• Task:
Quote word for word the lines of the records below, between the line holding "Where can the blue blurred" and the line holding "pixel 40 42", inclusive.

* * *

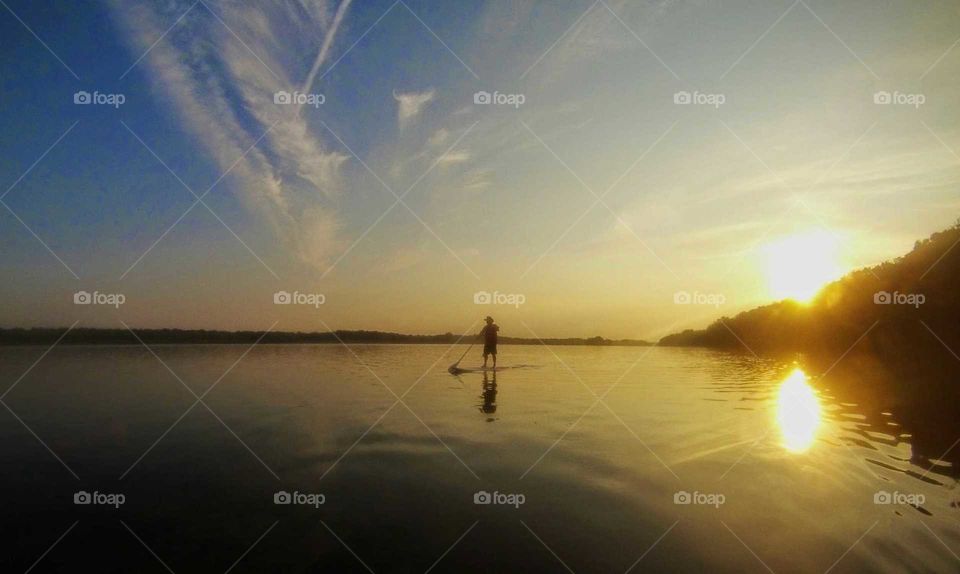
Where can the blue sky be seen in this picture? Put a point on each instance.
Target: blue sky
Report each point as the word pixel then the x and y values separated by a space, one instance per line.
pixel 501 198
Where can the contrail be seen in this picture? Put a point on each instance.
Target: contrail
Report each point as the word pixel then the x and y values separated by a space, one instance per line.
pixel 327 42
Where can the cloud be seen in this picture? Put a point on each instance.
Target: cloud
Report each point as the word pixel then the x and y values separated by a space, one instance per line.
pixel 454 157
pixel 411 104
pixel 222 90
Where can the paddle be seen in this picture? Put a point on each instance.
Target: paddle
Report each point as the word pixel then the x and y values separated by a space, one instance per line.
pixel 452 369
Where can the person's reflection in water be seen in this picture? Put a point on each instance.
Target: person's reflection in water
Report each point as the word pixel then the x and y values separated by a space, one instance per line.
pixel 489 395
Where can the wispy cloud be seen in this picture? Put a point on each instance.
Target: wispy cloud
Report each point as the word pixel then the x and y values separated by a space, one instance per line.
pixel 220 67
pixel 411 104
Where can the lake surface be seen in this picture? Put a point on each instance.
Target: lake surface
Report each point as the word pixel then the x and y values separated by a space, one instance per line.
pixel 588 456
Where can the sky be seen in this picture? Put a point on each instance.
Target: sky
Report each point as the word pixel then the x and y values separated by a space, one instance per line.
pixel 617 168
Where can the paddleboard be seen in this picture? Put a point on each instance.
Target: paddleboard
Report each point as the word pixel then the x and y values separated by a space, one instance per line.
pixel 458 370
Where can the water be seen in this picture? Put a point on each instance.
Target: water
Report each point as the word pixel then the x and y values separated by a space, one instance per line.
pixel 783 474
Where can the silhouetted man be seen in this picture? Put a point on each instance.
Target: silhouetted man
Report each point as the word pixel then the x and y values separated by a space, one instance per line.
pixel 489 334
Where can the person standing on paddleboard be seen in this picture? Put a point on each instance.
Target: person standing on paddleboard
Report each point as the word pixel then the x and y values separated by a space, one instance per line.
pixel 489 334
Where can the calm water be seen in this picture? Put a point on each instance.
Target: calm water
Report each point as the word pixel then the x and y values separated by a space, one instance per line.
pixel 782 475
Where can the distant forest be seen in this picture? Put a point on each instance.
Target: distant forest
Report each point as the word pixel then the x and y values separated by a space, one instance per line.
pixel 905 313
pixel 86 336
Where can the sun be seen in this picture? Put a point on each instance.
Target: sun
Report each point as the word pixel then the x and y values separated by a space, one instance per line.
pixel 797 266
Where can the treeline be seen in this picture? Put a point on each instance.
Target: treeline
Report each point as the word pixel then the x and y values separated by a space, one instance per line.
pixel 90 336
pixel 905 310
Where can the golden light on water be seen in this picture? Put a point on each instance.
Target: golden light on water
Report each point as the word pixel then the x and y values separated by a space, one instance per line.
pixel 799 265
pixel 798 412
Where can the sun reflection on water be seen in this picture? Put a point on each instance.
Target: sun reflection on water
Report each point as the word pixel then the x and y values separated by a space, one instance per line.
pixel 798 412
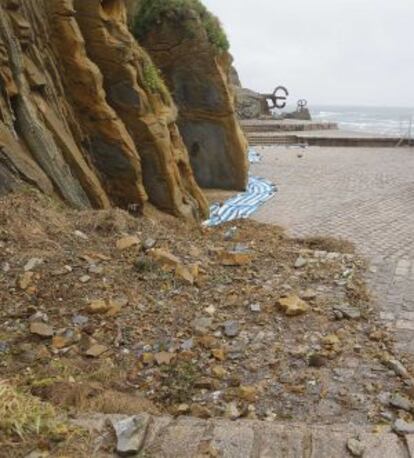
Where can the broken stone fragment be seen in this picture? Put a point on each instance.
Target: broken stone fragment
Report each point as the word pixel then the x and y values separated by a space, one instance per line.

* * *

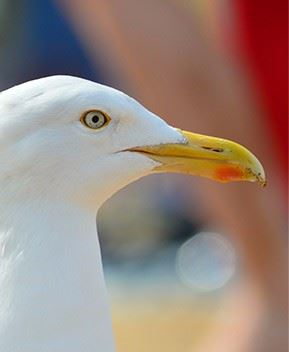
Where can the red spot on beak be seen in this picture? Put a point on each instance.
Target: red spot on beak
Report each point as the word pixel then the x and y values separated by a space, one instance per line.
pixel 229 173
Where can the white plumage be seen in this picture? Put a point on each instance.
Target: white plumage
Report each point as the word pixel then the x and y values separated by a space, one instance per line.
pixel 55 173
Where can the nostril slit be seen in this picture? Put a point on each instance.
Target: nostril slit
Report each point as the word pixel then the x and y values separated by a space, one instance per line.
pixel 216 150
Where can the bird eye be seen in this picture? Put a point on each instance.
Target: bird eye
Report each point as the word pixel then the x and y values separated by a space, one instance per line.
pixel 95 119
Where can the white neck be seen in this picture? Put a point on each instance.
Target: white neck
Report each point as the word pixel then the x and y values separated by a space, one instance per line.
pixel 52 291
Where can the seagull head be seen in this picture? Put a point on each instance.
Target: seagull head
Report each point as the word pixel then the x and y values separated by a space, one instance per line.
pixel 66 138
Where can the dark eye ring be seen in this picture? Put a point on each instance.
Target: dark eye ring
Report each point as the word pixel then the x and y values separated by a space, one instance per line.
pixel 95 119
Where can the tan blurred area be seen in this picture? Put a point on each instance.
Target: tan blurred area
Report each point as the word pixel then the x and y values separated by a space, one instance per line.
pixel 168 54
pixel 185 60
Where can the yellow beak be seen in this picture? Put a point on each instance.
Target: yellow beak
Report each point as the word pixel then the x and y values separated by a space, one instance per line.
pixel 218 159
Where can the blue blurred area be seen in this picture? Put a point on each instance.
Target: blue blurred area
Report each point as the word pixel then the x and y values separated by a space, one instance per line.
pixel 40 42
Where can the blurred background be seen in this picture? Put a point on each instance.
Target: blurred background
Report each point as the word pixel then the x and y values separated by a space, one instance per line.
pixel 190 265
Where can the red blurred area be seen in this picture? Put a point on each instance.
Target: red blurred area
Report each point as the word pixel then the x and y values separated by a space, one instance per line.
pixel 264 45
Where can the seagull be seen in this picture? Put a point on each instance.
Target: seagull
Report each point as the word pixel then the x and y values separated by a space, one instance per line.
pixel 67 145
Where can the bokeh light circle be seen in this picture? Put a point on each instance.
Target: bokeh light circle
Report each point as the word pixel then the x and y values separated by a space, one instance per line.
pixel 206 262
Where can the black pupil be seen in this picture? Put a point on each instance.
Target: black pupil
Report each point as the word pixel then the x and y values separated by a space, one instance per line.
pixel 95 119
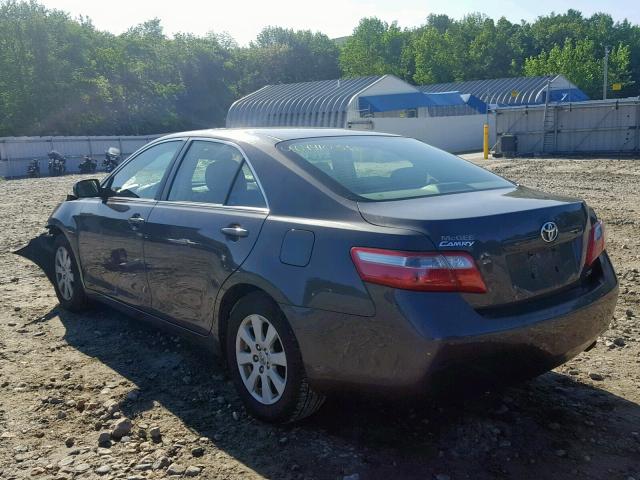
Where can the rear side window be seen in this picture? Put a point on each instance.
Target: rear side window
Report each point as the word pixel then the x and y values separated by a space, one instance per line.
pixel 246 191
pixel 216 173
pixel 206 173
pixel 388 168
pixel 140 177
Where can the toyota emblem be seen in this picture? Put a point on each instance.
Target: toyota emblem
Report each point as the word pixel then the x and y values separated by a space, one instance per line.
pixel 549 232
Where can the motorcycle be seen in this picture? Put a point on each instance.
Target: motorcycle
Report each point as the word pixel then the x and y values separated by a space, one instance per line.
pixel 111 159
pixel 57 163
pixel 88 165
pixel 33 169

* * *

• Response to this exercise:
Where can the blue blurred area be seen in this picture? Put a point on each instance.
Target: blue blurred area
Report each point as the word pixel then the x and y values separated by a space, one instance per line.
pixel 40 42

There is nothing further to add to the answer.